Segmentation mask data:
──────────────────────────────
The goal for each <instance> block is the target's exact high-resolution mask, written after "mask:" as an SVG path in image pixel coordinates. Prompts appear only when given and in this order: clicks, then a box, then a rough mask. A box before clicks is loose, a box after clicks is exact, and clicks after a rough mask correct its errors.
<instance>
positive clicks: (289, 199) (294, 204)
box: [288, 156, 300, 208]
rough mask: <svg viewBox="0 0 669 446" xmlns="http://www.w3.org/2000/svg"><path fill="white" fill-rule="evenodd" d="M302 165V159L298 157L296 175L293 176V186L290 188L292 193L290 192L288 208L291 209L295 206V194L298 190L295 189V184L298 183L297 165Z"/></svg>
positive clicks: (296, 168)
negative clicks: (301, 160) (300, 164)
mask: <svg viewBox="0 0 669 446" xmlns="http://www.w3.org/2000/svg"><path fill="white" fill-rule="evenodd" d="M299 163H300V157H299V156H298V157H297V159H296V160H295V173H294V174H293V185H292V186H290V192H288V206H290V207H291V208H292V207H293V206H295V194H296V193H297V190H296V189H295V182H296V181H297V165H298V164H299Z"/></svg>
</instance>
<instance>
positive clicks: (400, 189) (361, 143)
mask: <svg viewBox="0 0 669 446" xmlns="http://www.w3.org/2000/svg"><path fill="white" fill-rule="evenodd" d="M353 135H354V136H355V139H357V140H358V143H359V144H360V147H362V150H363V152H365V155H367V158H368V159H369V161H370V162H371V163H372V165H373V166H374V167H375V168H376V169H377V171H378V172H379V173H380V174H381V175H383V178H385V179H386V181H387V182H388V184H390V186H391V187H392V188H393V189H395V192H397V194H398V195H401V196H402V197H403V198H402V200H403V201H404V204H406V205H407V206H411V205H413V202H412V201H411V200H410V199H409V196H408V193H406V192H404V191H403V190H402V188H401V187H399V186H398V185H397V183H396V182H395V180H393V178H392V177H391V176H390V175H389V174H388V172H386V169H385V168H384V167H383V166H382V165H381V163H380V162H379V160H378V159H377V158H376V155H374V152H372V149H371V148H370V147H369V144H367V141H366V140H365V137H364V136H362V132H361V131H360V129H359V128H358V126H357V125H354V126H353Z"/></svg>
──────────────────────────────
Each of the records is to be written out again without alteration.

The goal for each <instance> block is the target's exact high-resolution mask, written after "mask:" as an SVG path in image pixel coordinates. Prompts appear only when given and in this order: clicks, then a box, then a rough mask. A box before clicks is loose, a box after clicks is exact, and clicks after a rough mask correct its errors.
<instance>
positive clicks: (289, 199) (294, 204)
box: [288, 156, 300, 208]
rough mask: <svg viewBox="0 0 669 446" xmlns="http://www.w3.org/2000/svg"><path fill="white" fill-rule="evenodd" d="M302 165V159L298 157L296 175L293 176V186L290 188L292 193L290 192L288 208L291 209L295 206V194L298 190L295 189V184L298 183L297 165Z"/></svg>
positive clicks: (296, 168)
negative clicks: (301, 160) (300, 164)
mask: <svg viewBox="0 0 669 446" xmlns="http://www.w3.org/2000/svg"><path fill="white" fill-rule="evenodd" d="M299 163H300V157H299V156H298V157H297V159H296V160H295V173H294V174H293V185H292V186H290V192H288V206H290V207H291V208H292V207H293V206H295V194H296V193H297V190H296V189H295V182H296V181H297V165H298V164H299Z"/></svg>
</instance>
<instance>
positive clicks: (400, 189) (361, 143)
mask: <svg viewBox="0 0 669 446" xmlns="http://www.w3.org/2000/svg"><path fill="white" fill-rule="evenodd" d="M353 135H354V136H355V139H357V140H358V143H359V144H360V147H362V150H363V152H365V155H367V158H368V159H369V161H370V162H371V163H372V165H373V166H374V167H375V168H376V169H377V171H378V172H379V173H380V174H381V175H383V178H385V179H386V181H387V182H388V184H390V186H391V187H392V188H393V189H395V192H397V194H398V195H401V196H402V197H403V198H402V200H403V201H404V204H406V205H407V206H411V205H413V202H412V201H411V200H410V199H409V196H408V193H406V192H404V191H403V190H402V188H401V187H399V186H398V185H397V183H396V182H395V180H393V178H392V177H391V176H390V175H389V174H388V172H386V169H385V168H384V167H383V166H382V165H381V163H380V162H379V160H378V159H377V158H376V155H374V152H372V149H371V148H370V147H369V144H367V141H366V140H365V137H364V136H362V132H361V131H360V129H359V128H358V126H357V125H354V126H353Z"/></svg>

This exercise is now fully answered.